Misogyny Is the Core of Trumpism

BY MATTHEW HERBERT

You’ve probably never heard of the early 20th-century Indian nationalist Vinayak Savarkar. I know I hadn’t before I read Pankaj Mishra’s 2017 book, Age of Anger: A History of the Present. But you’ve heard of Hitler; you’ve heard of Mussolini.

Like those famous despots, Savarkar believed in a strong sense of national identity based in racial purity, traditional values, military strength, and the redemptive power of violence. This is the usual laundry list of nationalist creeds. But there’s one more thing. Scan the beliefs of Savarkar and the better-known militant nationalists of the 20th century, and you invariably find misogyny too. Fascists, from Hitler to Savarkar, hate, fear and scorn women.

One way or another, they all picked up on Nietzsche’s charming advice to men: “You go to women? Do not forget the whip!”

Savarkar went to England in 1902 to study under Herbert Spencer. Under Spencer, Savarkar wrote that when he reflected on the restrained way Indian nationalism had developed, he lamented how limp-wristed his countrymen had been. In particular, they had given in to “‘suicidal ideas about chivalry to women’ that prevented Hindu warriors from raping Muslim women.”

Unsurprisingly, Savarkar believed more broadly in the emancipatory power of violence, not just for bringing women in line. Every humiliating curtailment of Indian power, he believed, could be redeemed through an act of violent coercion. “In his world view,” Mishra writes, “revenge and retribution were essential to establishing racial and national parity and dignity.”

Source records
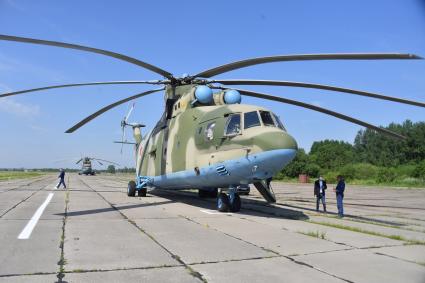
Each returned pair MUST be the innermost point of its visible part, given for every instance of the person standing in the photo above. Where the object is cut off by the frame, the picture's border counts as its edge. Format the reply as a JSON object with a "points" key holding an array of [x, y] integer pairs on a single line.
{"points": [[339, 190], [319, 192], [62, 179]]}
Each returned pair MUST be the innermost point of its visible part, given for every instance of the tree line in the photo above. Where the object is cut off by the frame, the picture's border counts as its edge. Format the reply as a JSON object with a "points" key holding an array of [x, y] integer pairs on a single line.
{"points": [[372, 157]]}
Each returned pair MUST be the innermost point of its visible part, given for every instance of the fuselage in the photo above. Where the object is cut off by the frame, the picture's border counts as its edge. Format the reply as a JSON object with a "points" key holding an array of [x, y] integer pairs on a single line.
{"points": [[214, 146]]}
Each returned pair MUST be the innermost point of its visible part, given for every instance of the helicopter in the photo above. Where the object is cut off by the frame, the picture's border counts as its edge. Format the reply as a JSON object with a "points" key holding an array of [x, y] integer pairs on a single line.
{"points": [[206, 139], [86, 166]]}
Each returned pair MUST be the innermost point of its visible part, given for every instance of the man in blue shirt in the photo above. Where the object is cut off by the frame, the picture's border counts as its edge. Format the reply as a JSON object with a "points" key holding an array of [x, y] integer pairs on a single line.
{"points": [[339, 190], [319, 192], [62, 179]]}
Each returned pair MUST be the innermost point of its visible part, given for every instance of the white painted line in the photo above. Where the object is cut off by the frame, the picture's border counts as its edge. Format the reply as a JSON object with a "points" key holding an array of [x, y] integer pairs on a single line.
{"points": [[26, 233], [214, 212]]}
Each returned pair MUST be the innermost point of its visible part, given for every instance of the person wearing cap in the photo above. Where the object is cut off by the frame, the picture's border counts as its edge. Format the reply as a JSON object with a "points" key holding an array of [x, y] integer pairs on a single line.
{"points": [[319, 192], [62, 179]]}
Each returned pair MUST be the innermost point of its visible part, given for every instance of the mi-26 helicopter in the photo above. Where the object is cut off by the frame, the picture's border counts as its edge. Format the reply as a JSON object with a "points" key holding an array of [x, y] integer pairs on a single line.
{"points": [[86, 165], [206, 139]]}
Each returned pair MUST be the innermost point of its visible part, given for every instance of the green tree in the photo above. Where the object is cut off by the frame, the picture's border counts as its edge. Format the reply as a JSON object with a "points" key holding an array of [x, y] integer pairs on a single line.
{"points": [[377, 149], [331, 154], [300, 165]]}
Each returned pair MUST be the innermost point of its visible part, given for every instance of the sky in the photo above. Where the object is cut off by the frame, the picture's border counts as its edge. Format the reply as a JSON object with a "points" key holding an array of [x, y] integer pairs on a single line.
{"points": [[188, 37]]}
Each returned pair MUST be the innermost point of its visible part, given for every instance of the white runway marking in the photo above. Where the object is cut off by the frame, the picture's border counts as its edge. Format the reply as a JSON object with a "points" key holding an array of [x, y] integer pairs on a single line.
{"points": [[214, 212], [26, 233]]}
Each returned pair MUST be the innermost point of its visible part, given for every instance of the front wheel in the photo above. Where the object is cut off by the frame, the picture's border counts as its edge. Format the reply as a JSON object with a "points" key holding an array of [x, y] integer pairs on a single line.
{"points": [[131, 189], [222, 202]]}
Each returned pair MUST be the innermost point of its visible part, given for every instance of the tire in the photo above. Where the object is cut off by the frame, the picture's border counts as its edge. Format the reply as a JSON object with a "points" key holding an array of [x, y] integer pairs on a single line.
{"points": [[203, 193], [236, 205], [131, 189], [142, 192], [222, 202], [213, 193]]}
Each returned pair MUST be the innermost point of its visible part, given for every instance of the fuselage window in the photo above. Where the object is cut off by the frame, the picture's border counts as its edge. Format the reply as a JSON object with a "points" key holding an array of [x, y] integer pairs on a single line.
{"points": [[209, 131], [251, 120], [233, 125], [267, 119], [278, 122]]}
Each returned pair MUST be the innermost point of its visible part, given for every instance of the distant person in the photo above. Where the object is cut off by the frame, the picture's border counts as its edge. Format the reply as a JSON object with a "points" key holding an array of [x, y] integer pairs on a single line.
{"points": [[339, 190], [62, 179], [319, 192]]}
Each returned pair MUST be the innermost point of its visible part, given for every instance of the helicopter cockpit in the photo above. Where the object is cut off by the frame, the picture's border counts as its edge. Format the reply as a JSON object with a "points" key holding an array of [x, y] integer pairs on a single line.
{"points": [[251, 119]]}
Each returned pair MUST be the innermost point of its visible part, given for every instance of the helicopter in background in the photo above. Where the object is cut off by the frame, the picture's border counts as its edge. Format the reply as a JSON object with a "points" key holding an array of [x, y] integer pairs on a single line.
{"points": [[206, 139], [86, 165]]}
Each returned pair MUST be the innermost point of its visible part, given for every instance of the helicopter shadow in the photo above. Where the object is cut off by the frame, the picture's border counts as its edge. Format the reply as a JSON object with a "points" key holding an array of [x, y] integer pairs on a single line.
{"points": [[250, 206]]}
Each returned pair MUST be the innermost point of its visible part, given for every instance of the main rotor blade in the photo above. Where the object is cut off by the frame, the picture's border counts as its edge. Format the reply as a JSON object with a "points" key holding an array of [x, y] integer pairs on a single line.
{"points": [[129, 112], [108, 107], [89, 49], [322, 110], [82, 84], [98, 159], [302, 57], [319, 86]]}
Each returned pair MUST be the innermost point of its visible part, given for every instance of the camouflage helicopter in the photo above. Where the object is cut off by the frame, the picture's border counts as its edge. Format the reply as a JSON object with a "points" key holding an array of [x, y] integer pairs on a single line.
{"points": [[206, 139], [86, 166]]}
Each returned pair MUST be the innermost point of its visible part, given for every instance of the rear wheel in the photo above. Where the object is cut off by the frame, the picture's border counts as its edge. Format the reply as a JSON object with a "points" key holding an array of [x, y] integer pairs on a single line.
{"points": [[222, 202], [131, 189]]}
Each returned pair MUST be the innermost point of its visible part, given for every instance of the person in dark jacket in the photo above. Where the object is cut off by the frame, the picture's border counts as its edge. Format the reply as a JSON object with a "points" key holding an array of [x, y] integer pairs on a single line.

Task requirements.
a: Which book introduced the writer of the essay on misogyny and Trumpism to Vinayak Savarkar?
b: Revise the part of the essay on misogyny and Trumpism starting with "You’ve probably never" and going on through "heard of Mussolini.", putting "Franco" in place of "Mussolini".
c: Can you write the next part of the essay on misogyny and Trumpism, picking up right after its last sentence?

Answer set.
a: Pankaj Mishra's 2017 book, Age of Anger: A History of the Present.

b:
You’ve probably never heard of the early 20th-century Indian nationalist Vinayak Savarkar. I know I hadn’t before I read Pankaj Mishra’s 2017 book, Age of Anger: A History of the Present. But you’ve heard of Hitler; you’ve heard of Franco.

c:
Throughout Age of Anger, Mishra makes a powerful case that violent nationalists–right up to the sadistic loyalists of ISIS’s caliphate–take their ideas from a surprising source–Europe’s intellectual history. I have much praise for this aspect of Mishra, to be delivered in a separate book review.

What riveted me to his pages, though, was not Mishra’s main argument, powerful as it is. What held me was the uniformity with which he depicts all recent fascists espousing the hatred of women. By the middle of the book, misogyny no longer seemed to me like the spare change of fascism. From Hitler to Mussolini to their lesser known forbear  Gabriele D’Annunzio, strong men evince a need to subjugate women, to take revenge on them for achieving parity with men.

Here is one of D’Annunzio’s main expositors trumpeting the ideas their movement tried to implement when D’Annunzio took over and briefly ruled the Adriatic city of Fiume in 1919 (my italics):

We want to glorify war–the world’s only hygiene–militarism, patriotism, the destructive acts of the anarchists, the beautiful ideas for which one dies, and contempt for women.

Upon reading that sentence, I started to get the tingling sense that misogyny was no mere appendage to fascism. Could it be an organic part of the whole setup? To set the right tone for his brave new city state, D’Annunzio invented the goosestep, the sleek black party uniform and the stiff-armed fascist salute. All that and woman hatred. Sounds like a merry place.

Now fast forward to today’s reactionaries. Few of them are so bold as to keep up the full trappings of 20th century fascism. (Although some do echo it. Check out GQ`s analysis of the “Fashy” look at Charlottesville’s 2017 white nationalist rallies.) But what they do keep up is the besetting sense of having been victimized by weaker parties, and, boy, is there a list of them. This is what marks fascists off, from Europe’s obscure nationalist ideologues right up to Charlottesville’s tiki torch bearers of 2017–the feeling that their natural prerogatives as the master sex have somehow been undone.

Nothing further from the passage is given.